» Problem to solve
Find the line containing "Segment the <item>porch". Return it and every line after it, unchanged, up to and including the last line.

» Input

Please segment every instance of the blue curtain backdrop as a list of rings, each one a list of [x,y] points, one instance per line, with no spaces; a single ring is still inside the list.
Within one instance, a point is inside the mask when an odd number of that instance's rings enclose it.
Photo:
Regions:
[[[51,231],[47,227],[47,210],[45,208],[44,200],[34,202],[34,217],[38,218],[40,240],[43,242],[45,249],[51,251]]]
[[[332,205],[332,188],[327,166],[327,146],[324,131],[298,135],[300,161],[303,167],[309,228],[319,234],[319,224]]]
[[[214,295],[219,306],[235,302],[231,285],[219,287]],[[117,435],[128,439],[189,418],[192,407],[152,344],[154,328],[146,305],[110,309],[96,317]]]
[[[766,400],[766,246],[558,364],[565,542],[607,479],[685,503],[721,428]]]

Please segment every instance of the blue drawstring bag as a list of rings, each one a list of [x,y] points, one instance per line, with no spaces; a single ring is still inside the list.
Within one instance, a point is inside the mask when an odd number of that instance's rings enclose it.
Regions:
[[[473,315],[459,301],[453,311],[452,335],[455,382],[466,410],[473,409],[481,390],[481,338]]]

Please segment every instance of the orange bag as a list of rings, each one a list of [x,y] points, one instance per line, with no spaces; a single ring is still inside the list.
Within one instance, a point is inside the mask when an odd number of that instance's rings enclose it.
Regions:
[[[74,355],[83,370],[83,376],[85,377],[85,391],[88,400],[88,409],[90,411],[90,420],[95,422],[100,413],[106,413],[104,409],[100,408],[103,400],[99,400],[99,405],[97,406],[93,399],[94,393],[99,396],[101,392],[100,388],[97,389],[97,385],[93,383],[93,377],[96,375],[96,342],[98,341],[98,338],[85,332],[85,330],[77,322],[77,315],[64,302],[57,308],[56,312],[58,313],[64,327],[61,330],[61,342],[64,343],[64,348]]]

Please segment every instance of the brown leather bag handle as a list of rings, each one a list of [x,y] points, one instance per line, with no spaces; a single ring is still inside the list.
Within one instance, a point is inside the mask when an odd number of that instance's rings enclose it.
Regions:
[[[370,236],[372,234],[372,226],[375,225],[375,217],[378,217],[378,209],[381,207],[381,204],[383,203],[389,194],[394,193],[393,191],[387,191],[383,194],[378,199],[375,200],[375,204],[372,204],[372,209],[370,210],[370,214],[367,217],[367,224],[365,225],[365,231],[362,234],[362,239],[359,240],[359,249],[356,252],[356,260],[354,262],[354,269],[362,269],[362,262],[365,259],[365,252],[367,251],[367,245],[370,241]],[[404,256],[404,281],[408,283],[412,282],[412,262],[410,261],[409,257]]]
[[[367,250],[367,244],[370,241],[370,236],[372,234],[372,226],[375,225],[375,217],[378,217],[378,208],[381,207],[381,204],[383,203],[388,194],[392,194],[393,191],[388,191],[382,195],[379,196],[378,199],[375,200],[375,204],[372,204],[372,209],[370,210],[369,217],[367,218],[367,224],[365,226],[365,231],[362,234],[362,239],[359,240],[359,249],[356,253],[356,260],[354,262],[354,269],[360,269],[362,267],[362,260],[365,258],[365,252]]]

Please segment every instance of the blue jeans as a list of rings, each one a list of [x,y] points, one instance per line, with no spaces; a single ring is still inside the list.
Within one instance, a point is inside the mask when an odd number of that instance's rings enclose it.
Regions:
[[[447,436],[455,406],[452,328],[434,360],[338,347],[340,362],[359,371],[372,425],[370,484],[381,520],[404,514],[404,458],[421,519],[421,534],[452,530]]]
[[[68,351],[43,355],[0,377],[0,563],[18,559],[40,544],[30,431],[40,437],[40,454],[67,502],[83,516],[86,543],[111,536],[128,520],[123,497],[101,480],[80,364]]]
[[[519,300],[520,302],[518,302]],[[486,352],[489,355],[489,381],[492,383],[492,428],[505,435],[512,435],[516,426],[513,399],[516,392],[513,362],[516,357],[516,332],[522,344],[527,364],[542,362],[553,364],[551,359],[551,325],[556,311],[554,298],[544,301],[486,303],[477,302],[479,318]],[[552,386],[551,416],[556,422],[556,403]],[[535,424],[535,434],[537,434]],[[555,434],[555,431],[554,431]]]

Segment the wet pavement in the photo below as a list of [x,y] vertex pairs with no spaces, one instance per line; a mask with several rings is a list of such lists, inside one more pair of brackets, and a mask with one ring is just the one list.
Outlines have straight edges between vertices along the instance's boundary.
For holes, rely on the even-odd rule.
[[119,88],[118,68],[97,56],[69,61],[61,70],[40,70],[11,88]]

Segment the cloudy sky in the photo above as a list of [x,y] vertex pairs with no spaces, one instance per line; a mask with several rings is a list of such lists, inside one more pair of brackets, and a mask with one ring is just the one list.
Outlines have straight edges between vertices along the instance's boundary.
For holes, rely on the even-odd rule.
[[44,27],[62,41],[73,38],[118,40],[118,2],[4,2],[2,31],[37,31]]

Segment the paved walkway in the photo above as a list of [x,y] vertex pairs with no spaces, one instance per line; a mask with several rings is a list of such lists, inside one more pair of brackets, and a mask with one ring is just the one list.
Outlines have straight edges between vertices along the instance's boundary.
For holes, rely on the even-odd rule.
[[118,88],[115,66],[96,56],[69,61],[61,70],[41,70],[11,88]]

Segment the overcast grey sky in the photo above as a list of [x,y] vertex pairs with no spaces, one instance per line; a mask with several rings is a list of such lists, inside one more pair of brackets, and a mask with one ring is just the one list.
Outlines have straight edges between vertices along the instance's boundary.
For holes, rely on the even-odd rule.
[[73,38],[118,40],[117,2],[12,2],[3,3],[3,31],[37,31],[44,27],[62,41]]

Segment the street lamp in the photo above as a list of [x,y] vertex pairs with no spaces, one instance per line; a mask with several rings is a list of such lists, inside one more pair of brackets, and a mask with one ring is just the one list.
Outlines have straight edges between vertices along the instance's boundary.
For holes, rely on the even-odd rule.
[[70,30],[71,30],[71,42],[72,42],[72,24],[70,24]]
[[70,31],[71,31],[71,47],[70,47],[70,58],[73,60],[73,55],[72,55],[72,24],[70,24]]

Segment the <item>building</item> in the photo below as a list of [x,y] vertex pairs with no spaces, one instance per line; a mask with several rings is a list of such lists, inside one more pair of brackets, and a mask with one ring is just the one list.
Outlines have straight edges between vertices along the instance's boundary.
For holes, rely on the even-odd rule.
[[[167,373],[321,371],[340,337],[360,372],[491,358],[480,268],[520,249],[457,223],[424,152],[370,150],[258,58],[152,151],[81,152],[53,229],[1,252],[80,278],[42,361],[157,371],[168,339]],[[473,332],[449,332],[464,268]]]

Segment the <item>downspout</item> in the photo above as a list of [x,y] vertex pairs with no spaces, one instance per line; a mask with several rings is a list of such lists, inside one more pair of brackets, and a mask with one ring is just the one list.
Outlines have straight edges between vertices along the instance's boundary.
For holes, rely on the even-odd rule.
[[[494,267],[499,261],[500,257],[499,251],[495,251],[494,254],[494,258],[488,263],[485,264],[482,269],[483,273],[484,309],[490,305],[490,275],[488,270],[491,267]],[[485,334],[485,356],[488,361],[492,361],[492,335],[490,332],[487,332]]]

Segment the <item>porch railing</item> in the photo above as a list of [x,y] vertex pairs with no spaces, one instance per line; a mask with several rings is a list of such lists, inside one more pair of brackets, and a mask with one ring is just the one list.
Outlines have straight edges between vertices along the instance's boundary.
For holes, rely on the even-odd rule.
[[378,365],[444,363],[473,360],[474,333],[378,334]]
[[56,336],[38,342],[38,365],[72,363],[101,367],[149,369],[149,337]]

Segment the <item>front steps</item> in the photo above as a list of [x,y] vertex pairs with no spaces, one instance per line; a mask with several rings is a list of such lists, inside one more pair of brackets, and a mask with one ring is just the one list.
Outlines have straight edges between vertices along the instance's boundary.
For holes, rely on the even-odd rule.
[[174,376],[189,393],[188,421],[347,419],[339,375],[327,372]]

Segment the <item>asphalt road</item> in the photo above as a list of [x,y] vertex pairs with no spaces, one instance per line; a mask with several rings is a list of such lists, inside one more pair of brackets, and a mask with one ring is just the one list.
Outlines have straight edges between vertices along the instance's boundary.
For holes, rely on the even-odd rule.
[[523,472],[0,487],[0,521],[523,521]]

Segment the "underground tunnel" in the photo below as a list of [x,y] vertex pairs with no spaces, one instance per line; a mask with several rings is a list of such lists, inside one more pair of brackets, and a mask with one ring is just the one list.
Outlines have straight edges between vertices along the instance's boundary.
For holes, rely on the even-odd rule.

» Output for this exercise
Segment the <item>porch railing</item> in the photo above as a list of [x,y] vertex pairs with no spaces, one instance per line; a mask with several rings is a list of such lists, inside one more pair of brackets, and a mask with one ring is just the one list.
Outlines have straight edges between vertices along the instance's boundary.
For holes, rely on the even-odd rule.
[[378,365],[444,363],[473,360],[474,333],[378,334]]
[[56,336],[38,342],[38,365],[72,363],[101,367],[149,369],[149,337]]

Segment the <item>front steps</item> in the photo above as a list of [x,y] vertex pairs with no spaces, one instance per line; a mask with several rings is a list of such lists, inside one more pair of brackets, and a mask with one ring is just the one list.
Outlines have straight edges between vertices along the instance's boundary.
For holes, rely on the even-odd rule.
[[174,376],[189,393],[188,421],[347,419],[339,375],[327,372]]

Segment the <item>asphalt road</item> in the photo above as a list of [x,y] vertex pairs with no spaces, one instance per line; a mask with several rings is a list of such lists, inside one more pair of brackets, and a mask with one ring is just the one list.
Outlines have straight edges between vertices along the instance's boundary.
For holes, rely on the even-odd rule.
[[523,472],[0,487],[0,521],[523,521]]

Segment the "underground tunnel" in the photo below as a list of [x,y] vertex pairs with no spaces, one instance per line; a mask with several rings is a list of such lists, inside one more pair of brackets, and a mask with one ring is just the one list.
Outlines have straight edges between vertices along the instance's boundary.
For holes, rely on the even-odd rule.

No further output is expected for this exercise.